[Task 1]
In the climate march article, how many world leaders were expected to convene on Tuesday?

[Article]
[Begin]
NEW YORK (CBSNewYork/AP) -- Accompanied by drumbeats, wearing costumes and carrying signs, tens of thousands of demonstrators filled the streets of Manhattan and other cities around the world Sunday to urge policy makers to take action on climate change.

The People's Climate March, which included celebrities Leonardo DiCaprio, Mark Ruffalo, Sting and Evangeline Lilly, wound through Midtown, joined along the way by United Nations Secretary General Ban Ki Moon, former Vice President Al Gore and Mayor Bill de Blasio.

"Well you can't help but bring people's attention to how many people care," Catherine Gray, with League of Women told CBS 2's Steve Langford.

PHOTOS: People's Climate March

The march was one of a series of events large and small held around the world -- organizers said 40,000 marches took part in an event in London, while a small gathering in Cairo featured 50-foot art piece representing wind and solar energy -- two days before the United Nations Climate Summit.

More than 120 world leaders will convene Tuesday for the meeting aimed at galvanizing political will for a new global climate treaty by the end of 2015.

Marchers in Manhattan held signs and protested various concerns -- from fracking, to fossil fuels, to clean water, WCBS 880's Jim Smith reported.

Protesters At People's Climate March In NYC Call For Financial Incentives To Help Fight Global Warming

One demonstrator said time is running out to take action, that something needs to be done now if future generations hope to be able to live on the planet.

Some say that action is within reach if politicans and corporations have the right financial incentives to explore renewable energy sources.
[End]
[Task 2]
Extract every line of the listing below that contains the string "silhouetted". Case counts.

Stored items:
[Begin]
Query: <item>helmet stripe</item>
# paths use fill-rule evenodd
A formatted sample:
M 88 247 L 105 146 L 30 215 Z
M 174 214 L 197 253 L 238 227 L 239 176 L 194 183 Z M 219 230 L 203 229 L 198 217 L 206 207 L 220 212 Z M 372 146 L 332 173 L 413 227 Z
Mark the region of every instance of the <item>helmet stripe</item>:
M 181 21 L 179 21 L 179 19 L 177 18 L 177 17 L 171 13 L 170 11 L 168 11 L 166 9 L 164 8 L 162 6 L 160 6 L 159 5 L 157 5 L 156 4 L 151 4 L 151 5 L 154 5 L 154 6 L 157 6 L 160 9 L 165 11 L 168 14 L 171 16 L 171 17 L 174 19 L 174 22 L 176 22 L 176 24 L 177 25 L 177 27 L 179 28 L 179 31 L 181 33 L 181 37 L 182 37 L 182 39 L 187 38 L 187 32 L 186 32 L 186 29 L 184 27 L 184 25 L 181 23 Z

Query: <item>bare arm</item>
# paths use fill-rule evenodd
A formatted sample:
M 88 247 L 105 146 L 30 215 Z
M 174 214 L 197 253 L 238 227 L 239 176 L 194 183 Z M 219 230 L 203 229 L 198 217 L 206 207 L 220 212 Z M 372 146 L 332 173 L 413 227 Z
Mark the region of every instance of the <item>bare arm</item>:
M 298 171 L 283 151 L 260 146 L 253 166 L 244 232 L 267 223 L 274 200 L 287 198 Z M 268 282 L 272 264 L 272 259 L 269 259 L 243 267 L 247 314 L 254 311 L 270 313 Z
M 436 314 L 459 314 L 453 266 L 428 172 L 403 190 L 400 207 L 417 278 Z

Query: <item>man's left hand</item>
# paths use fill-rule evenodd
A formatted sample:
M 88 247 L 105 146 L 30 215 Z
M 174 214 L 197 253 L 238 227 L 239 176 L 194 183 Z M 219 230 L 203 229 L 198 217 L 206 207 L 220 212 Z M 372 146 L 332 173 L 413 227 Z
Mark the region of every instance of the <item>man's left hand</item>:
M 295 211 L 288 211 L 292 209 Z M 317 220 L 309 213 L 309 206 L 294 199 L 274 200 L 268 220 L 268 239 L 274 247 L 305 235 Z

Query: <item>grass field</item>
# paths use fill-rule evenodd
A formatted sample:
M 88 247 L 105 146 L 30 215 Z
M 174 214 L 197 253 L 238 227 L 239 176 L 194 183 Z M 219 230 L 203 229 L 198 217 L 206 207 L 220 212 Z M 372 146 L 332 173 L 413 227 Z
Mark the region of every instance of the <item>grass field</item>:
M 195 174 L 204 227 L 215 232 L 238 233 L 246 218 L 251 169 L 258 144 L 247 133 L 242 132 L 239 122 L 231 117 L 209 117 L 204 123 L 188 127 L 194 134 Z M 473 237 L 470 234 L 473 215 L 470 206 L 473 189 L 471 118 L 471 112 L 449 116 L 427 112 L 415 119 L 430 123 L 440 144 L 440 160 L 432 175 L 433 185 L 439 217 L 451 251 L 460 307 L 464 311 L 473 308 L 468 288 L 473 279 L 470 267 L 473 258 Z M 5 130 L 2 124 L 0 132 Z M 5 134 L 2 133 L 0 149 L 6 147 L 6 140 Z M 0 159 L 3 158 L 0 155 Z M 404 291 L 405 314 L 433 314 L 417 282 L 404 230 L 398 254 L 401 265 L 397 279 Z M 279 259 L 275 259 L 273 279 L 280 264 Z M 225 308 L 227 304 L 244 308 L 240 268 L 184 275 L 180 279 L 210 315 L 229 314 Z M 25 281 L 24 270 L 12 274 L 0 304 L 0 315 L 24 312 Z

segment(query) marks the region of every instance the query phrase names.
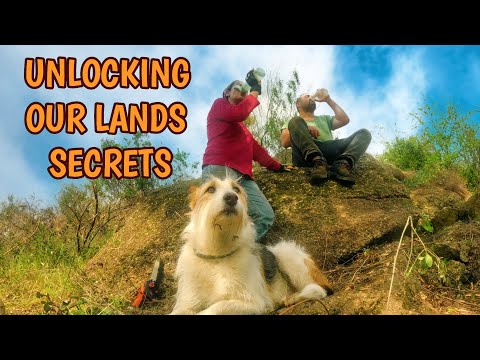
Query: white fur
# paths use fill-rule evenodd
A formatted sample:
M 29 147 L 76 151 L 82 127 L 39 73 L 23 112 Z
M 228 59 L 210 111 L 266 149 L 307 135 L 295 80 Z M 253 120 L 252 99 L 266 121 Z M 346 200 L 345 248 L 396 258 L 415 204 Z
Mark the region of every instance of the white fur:
M 227 205 L 225 194 L 237 195 L 234 206 Z M 264 314 L 282 305 L 327 295 L 309 273 L 305 264 L 309 255 L 292 242 L 268 247 L 281 272 L 267 283 L 255 227 L 247 214 L 247 196 L 235 180 L 212 178 L 195 191 L 190 206 L 171 314 Z M 229 214 L 224 213 L 226 208 Z

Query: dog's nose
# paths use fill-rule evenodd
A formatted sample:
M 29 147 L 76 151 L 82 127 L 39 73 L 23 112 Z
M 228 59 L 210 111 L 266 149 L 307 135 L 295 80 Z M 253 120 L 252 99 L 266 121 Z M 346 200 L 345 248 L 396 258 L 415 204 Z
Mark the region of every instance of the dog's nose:
M 226 193 L 223 195 L 223 200 L 225 200 L 227 205 L 235 206 L 237 204 L 238 196 L 235 193 Z

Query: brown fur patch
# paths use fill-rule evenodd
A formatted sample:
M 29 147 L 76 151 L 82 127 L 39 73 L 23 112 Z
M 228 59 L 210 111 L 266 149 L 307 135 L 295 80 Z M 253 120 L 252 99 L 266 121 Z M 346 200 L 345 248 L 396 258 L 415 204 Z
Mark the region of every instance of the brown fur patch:
M 313 261 L 311 258 L 305 258 L 304 262 L 313 281 L 324 288 L 327 291 L 327 295 L 332 295 L 332 285 L 330 285 L 330 282 L 325 274 L 323 274 L 322 271 L 317 267 L 315 261 Z

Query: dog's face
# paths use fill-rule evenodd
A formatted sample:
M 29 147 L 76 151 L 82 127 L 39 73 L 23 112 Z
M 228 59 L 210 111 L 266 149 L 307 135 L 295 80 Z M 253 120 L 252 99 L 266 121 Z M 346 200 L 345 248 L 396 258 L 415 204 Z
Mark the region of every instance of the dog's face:
M 190 215 L 197 224 L 215 230 L 232 231 L 247 221 L 247 195 L 239 183 L 212 177 L 198 188 L 190 189 Z

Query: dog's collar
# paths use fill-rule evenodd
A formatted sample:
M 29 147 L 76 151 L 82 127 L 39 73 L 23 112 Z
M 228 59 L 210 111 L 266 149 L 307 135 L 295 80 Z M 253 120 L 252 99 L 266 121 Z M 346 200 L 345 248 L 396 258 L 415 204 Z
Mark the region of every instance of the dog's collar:
M 228 254 L 225 254 L 225 255 L 205 255 L 205 254 L 202 254 L 202 253 L 198 252 L 197 249 L 193 249 L 193 252 L 194 252 L 195 255 L 197 255 L 199 258 L 207 259 L 207 260 L 212 260 L 212 259 L 221 259 L 221 258 L 230 256 L 230 255 L 233 255 L 234 253 L 236 253 L 236 252 L 238 251 L 238 249 L 239 249 L 239 248 L 236 248 L 236 249 L 233 250 L 232 252 L 229 252 Z

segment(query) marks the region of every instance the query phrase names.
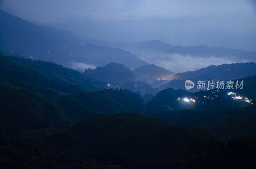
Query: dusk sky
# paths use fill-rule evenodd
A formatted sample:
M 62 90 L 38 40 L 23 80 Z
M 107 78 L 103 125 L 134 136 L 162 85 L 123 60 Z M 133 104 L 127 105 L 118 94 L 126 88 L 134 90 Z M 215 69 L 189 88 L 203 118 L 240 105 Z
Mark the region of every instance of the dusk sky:
M 103 41 L 156 39 L 173 45 L 256 51 L 256 4 L 252 1 L 0 2 L 0 9 L 22 19 Z

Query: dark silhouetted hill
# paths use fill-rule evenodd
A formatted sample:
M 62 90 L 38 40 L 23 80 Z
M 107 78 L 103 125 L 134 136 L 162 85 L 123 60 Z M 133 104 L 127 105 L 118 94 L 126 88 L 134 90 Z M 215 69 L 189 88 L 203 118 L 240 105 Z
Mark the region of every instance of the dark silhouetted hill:
M 1 10 L 0 19 L 0 51 L 5 55 L 19 55 L 68 67 L 71 66 L 70 62 L 103 66 L 114 62 L 133 69 L 147 63 L 129 52 L 84 45 L 91 41 L 52 27 L 36 25 Z
M 134 69 L 133 71 L 141 78 L 152 83 L 155 80 L 172 79 L 173 73 L 154 64 L 146 64 Z

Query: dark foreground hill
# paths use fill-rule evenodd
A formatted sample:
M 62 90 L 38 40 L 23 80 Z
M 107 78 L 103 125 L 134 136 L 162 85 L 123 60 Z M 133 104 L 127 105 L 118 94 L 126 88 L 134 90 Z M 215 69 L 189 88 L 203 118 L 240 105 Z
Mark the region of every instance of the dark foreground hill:
M 159 112 L 148 116 L 164 120 L 174 125 L 194 126 L 225 141 L 232 138 L 256 137 L 256 112 L 255 106 L 251 106 Z
M 62 128 L 96 113 L 140 113 L 144 104 L 140 96 L 127 90 L 81 92 L 57 98 L 5 86 L 0 86 L 0 91 L 3 131 Z
M 96 114 L 71 129 L 2 132 L 5 168 L 251 168 L 255 142 L 224 143 L 187 125 L 135 114 Z

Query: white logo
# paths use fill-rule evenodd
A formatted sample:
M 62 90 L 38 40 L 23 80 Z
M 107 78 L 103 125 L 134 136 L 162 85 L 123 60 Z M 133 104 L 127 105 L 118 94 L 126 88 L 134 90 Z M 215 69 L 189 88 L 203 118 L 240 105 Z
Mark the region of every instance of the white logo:
M 194 88 L 195 86 L 194 82 L 190 80 L 187 80 L 185 82 L 185 88 L 186 89 L 189 90 L 192 88 Z

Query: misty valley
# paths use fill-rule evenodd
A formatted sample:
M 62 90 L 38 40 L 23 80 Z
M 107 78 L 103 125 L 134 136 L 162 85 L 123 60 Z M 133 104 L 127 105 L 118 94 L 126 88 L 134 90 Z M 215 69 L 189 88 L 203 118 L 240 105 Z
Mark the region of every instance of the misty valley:
M 256 52 L 26 20 L 0 9 L 0 168 L 256 168 Z

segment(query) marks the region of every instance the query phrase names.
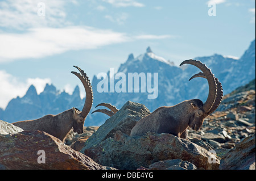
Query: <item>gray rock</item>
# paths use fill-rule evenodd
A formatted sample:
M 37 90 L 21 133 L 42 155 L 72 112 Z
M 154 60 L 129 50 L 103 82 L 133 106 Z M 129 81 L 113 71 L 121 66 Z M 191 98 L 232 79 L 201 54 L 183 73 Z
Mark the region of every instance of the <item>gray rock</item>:
M 255 134 L 251 134 L 244 138 L 225 154 L 221 160 L 220 169 L 255 170 Z
M 226 115 L 227 119 L 230 119 L 232 120 L 237 120 L 238 117 L 238 115 L 236 113 L 230 112 Z
M 96 145 L 108 138 L 113 137 L 117 131 L 130 135 L 137 122 L 149 113 L 150 111 L 144 105 L 128 101 L 90 137 L 81 152 L 84 153 L 85 149 Z
M 9 123 L 0 120 L 0 134 L 9 134 L 21 132 L 23 130 Z
M 117 131 L 84 154 L 102 165 L 118 169 L 136 169 L 167 159 L 186 160 L 199 169 L 218 169 L 220 160 L 210 163 L 212 155 L 204 148 L 185 139 L 167 133 L 148 132 L 141 137 L 130 137 Z
M 219 148 L 221 146 L 221 144 L 216 141 L 212 140 L 208 140 L 209 144 L 212 145 L 214 148 Z
M 188 161 L 174 159 L 154 163 L 148 166 L 148 169 L 151 170 L 196 170 L 196 166 Z

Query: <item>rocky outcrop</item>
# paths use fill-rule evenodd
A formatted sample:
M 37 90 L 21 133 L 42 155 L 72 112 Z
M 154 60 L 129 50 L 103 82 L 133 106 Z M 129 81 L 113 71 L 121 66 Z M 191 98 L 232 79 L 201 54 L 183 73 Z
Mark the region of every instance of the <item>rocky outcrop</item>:
M 180 159 L 167 159 L 154 163 L 148 166 L 150 170 L 196 170 L 196 166 Z
M 108 169 L 40 131 L 0 135 L 0 169 Z
M 225 154 L 221 159 L 220 169 L 255 170 L 255 134 L 244 138 Z
M 22 131 L 22 128 L 0 120 L 0 134 L 15 134 Z
M 172 134 L 148 132 L 141 137 L 130 137 L 117 131 L 94 146 L 85 149 L 84 154 L 101 165 L 118 169 L 136 169 L 160 161 L 181 159 L 198 169 L 218 169 L 219 158 L 215 163 L 209 161 L 212 154 L 191 141 Z

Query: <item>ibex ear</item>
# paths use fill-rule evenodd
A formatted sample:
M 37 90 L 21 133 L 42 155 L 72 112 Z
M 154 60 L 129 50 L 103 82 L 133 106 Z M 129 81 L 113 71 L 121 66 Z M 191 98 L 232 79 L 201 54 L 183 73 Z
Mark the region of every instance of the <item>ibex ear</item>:
M 192 106 L 194 110 L 198 108 L 197 106 L 193 103 L 191 103 L 190 104 Z
M 73 107 L 72 107 L 72 110 L 74 115 L 78 115 L 79 113 L 79 111 Z

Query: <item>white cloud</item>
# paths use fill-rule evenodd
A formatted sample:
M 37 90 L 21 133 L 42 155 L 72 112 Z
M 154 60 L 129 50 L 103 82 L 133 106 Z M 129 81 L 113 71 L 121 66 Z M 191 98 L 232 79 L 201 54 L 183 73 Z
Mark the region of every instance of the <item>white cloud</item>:
M 75 3 L 76 1 L 72 3 Z M 38 15 L 38 11 L 45 5 L 44 16 Z M 64 6 L 67 2 L 61 0 L 6 0 L 0 2 L 0 27 L 26 30 L 45 26 L 60 27 L 68 24 L 65 20 Z
M 32 84 L 36 87 L 38 94 L 43 91 L 47 83 L 51 83 L 49 78 L 28 78 L 22 82 L 18 78 L 0 70 L 0 107 L 5 108 L 9 102 L 13 98 L 24 96 L 28 87 Z
M 40 58 L 70 50 L 92 49 L 137 40 L 175 38 L 170 35 L 128 36 L 89 27 L 38 28 L 24 33 L 0 33 L 0 63 Z
M 156 10 L 161 10 L 163 9 L 162 6 L 155 6 L 154 7 Z
M 210 0 L 207 2 L 207 4 L 221 4 L 226 2 L 226 0 Z
M 38 58 L 69 50 L 95 49 L 128 41 L 126 35 L 89 27 L 38 28 L 24 33 L 0 33 L 0 62 Z
M 104 2 L 109 3 L 115 7 L 144 7 L 145 5 L 143 3 L 138 2 L 134 0 L 102 0 Z

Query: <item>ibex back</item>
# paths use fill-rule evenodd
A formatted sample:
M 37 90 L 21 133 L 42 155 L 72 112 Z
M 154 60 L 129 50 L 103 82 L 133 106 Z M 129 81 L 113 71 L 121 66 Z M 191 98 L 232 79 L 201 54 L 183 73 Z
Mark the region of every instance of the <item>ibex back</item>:
M 26 131 L 44 131 L 62 141 L 64 141 L 72 128 L 74 132 L 79 134 L 82 133 L 84 121 L 92 108 L 93 96 L 92 86 L 86 74 L 79 67 L 74 67 L 80 71 L 81 74 L 75 71 L 71 73 L 81 80 L 86 92 L 85 103 L 81 111 L 73 107 L 56 115 L 48 115 L 38 119 L 18 121 L 13 124 Z
M 180 66 L 185 64 L 195 65 L 203 71 L 192 76 L 189 81 L 195 77 L 203 77 L 207 79 L 209 93 L 205 103 L 204 104 L 201 100 L 196 99 L 185 100 L 173 106 L 160 107 L 138 121 L 131 129 L 130 136 L 140 136 L 147 132 L 152 132 L 170 133 L 186 138 L 189 127 L 198 131 L 204 119 L 217 109 L 222 99 L 221 83 L 210 70 L 200 61 L 185 60 Z M 112 116 L 118 111 L 115 107 L 109 104 L 102 103 L 98 106 L 106 106 L 111 111 L 98 110 L 93 112 L 102 112 Z

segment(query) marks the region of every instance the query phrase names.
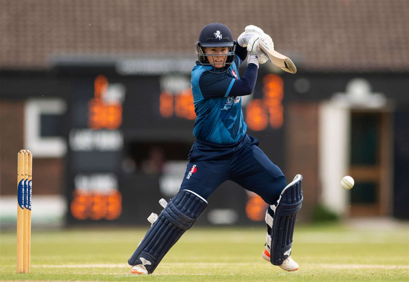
[End]
[Exercise result 1]
More than 120 world leaders.

[Exercise result 2]
Query: dark silhouetted hill
Mark the region of every instance of the dark silhouetted hill:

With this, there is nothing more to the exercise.